*** STUDY TEXT ***

It certainly does seem that women are suffering a lot more than men in the name of beauty. According to the American Society of Plastic Surgeons, every year about 350,000 women augment their breasts, 300,000 get liposuction, and another 300,000 reshape their noses with rhinoplasty. The tummy tuck is now one of the most popular procedures; there has been an 84% increase in tummy tuck surgery since 2000. There has also been a 99% increase in non-invasive cosmetic procedures, such as Botox, collagen lip injections, and laser hair removal. The numbers don’t lie, and every year they increase. Not all beauty modifications are surgical or chemical, of course. Every day thousands of women squeeze into girdles and push-up bras, paint their faces and totter about in stilettos. For what? “Beauty?” “Femininity?” What are those things anyway? Aren’t they subjective?

*** End of STUDY TEXT ***
*** PROVIDED MATERIAL ***

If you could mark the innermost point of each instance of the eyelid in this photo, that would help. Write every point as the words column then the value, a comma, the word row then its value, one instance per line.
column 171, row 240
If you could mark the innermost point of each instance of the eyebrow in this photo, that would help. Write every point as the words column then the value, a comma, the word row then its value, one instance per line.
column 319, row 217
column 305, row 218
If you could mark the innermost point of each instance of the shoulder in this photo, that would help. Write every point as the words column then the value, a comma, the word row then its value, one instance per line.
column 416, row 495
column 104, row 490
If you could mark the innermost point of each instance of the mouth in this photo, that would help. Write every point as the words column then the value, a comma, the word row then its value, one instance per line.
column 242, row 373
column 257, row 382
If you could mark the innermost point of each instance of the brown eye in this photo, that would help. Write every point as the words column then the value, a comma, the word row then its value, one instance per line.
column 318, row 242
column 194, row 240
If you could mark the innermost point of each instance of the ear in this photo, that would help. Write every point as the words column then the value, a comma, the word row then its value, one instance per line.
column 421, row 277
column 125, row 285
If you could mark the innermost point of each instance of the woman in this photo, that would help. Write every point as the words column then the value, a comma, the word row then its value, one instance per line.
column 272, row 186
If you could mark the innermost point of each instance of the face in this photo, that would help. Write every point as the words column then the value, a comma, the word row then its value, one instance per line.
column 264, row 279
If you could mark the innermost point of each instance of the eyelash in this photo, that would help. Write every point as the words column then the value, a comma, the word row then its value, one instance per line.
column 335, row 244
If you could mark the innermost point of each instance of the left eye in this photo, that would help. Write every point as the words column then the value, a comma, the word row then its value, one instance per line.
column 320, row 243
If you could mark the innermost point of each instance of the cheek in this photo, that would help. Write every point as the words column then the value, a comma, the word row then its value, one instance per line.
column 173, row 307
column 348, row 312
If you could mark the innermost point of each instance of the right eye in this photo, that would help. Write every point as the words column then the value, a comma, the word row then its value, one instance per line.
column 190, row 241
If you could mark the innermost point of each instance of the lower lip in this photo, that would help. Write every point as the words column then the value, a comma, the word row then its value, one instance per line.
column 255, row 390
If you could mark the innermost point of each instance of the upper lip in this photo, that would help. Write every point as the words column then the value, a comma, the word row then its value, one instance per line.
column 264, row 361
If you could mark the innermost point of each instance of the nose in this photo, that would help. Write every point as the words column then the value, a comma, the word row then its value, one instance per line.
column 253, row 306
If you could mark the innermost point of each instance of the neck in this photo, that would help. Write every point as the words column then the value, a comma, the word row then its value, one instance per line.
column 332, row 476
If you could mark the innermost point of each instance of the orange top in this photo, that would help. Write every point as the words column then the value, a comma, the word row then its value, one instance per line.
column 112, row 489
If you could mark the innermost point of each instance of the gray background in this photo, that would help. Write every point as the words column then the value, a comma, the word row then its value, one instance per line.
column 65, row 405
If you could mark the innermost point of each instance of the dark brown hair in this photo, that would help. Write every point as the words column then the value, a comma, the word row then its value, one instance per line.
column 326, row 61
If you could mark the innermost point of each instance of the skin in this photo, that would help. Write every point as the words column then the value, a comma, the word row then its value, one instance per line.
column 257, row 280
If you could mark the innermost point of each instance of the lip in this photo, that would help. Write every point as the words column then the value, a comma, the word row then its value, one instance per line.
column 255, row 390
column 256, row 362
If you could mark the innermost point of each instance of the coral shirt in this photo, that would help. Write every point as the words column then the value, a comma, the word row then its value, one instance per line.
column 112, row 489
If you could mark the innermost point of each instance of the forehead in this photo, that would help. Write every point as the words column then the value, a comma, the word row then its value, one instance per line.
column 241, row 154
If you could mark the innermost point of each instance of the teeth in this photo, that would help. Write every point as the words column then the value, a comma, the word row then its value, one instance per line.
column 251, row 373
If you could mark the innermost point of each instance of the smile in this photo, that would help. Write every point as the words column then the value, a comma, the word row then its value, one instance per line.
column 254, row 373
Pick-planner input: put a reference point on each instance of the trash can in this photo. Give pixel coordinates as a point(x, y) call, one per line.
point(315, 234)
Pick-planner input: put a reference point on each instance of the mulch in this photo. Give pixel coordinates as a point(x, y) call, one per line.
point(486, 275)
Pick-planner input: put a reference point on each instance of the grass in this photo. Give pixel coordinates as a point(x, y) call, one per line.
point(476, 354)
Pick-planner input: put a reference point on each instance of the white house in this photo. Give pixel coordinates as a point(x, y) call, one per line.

*** End of PROVIDED MATERIAL ***

→ **PROMPT**: Please continue the text on women and cosmetic procedures from the point where it stops.

→ **ANSWER TO THIS PROBLEM**:
Now, I’m not at all implying that it is any healthier for a person to be overweight, but overweight (and “normal” weight) females seem to be curiously under-represented in the media. This is rather strange, considering that the majority of our society’s females are within a “normal” or “overweight” range. Many of Hollywood’s “big girls” are also jumping on the skinny-mini band wagon; Jennifer Hudson and Kelly Osborne are just a few examples. It has been shown that leafing through a fashion magazine can lower a woman’s confidence in her appearance – but why? Those glossy images have been doctored beyond recognition. Photo editing smoothes skin, erases cellulite, and makes bodies appear slim, trim, and hardly representative of the females themselves. I have a feeling that we do realize that those bodies are all smoke and mirrors, but a part of us wants to believe that they look that way naturally. It is basic psychology: if you repeat a lie enough times, you’ll start to believe it, and I think that’s what has happened in terms of modern beauty perception.
“I think women should be able to decipher media representations from reality,” says Smith. “Not everyone is a size zero, and that’s not what men are attracted to anyway. They want some ass and titties. It’s a biological adaptation.”
In the end, the only thing that matters is what you think of yourself, not what the magazines tell you to think. With Dove’s “Campaign for Real Beauty” and more full figured women appearing on America’s Next Top Model, there is still hope, but we have a long way to go.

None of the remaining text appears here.